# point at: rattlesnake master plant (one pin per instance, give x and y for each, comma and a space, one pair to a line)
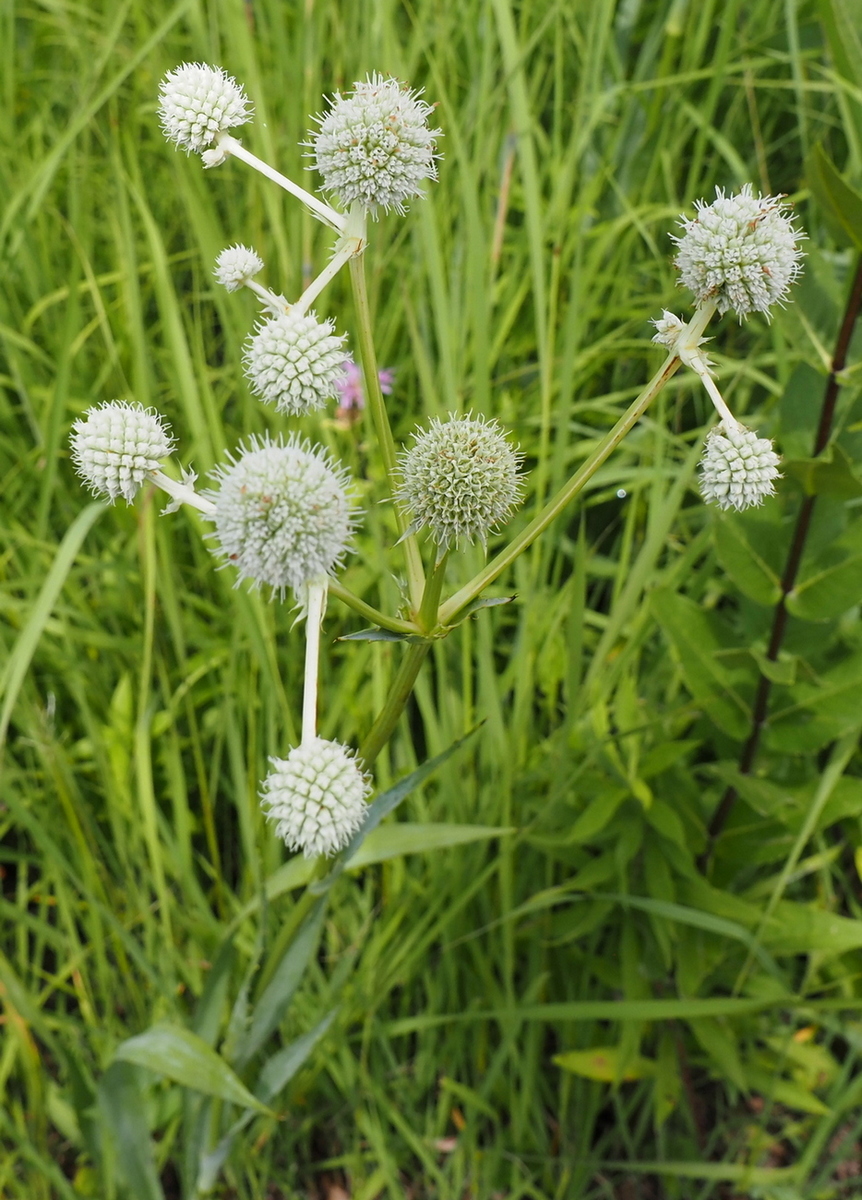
281, 508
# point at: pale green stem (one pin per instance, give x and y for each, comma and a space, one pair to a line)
470, 592
402, 685
322, 211
348, 249
388, 718
373, 396
276, 304
373, 615
181, 492
316, 600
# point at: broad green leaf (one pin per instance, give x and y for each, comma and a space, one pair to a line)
831, 474
827, 592
121, 1107
382, 844
840, 201
605, 1065
696, 645
180, 1055
744, 565
802, 929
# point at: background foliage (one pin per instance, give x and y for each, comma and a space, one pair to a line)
530, 989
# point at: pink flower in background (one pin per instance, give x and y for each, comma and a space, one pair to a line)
352, 393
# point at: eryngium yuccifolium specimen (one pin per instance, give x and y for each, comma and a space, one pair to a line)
295, 361
461, 479
375, 145
281, 514
740, 251
198, 102
235, 265
316, 797
115, 445
737, 468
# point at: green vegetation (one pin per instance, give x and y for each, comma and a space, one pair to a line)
540, 977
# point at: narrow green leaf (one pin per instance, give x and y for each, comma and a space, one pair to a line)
279, 991
180, 1055
121, 1105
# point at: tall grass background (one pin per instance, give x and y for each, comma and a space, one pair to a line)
540, 895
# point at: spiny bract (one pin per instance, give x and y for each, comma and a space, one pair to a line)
740, 251
737, 468
117, 445
198, 102
461, 479
235, 265
375, 145
316, 797
295, 361
282, 515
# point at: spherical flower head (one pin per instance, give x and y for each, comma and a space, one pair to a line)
282, 515
737, 468
295, 361
375, 145
316, 797
198, 102
117, 445
668, 329
461, 479
740, 251
235, 265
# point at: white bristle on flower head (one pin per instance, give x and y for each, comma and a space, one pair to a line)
282, 515
198, 102
737, 468
375, 145
740, 251
461, 479
235, 265
117, 445
316, 797
295, 361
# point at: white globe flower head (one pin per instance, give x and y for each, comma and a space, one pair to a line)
117, 445
737, 468
282, 515
295, 361
375, 145
740, 251
198, 102
316, 797
235, 265
461, 479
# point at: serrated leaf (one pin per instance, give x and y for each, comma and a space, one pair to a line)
179, 1055
840, 201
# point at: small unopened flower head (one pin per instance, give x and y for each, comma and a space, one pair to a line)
295, 361
115, 445
316, 797
198, 102
375, 145
741, 251
461, 479
668, 329
737, 468
235, 265
282, 515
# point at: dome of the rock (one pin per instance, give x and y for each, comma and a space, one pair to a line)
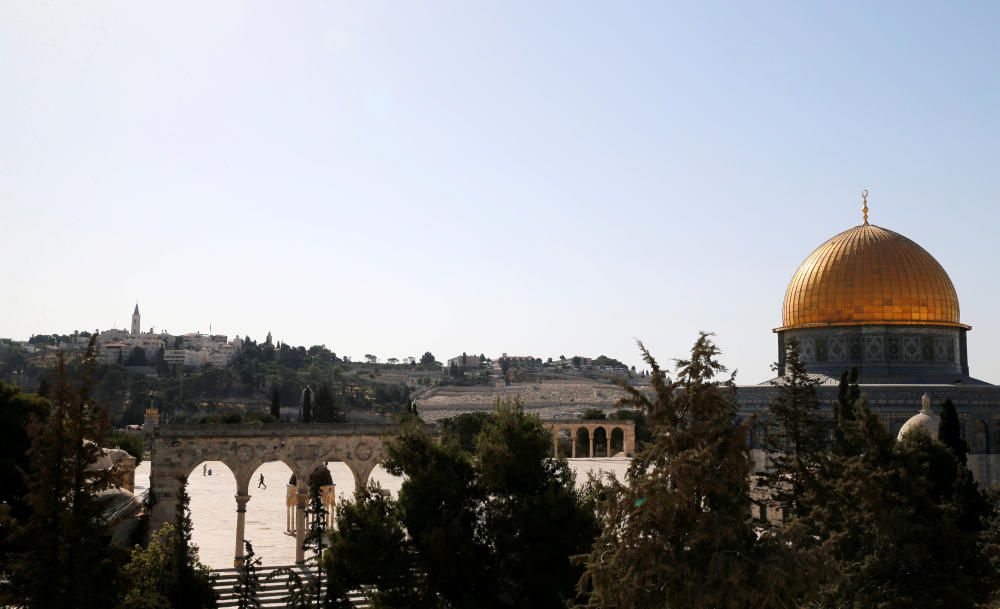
868, 275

YOUR OBJECTIVE:
Retype the rows above exactly, from the line containing "# point at: small" through the last line, both included, and leave the pictures out.

COMPLETE RESPONSE:
# point at: small unopened flower head (one pin per instance, give x and y for each, comma and a space, one pair to a line)
295, 361
115, 445
316, 797
198, 102
375, 145
741, 251
461, 479
668, 329
737, 468
235, 265
282, 515
# point at: dome of the rock (one pin per instance, give x and y for each, comma and a space, one pair to a line)
868, 275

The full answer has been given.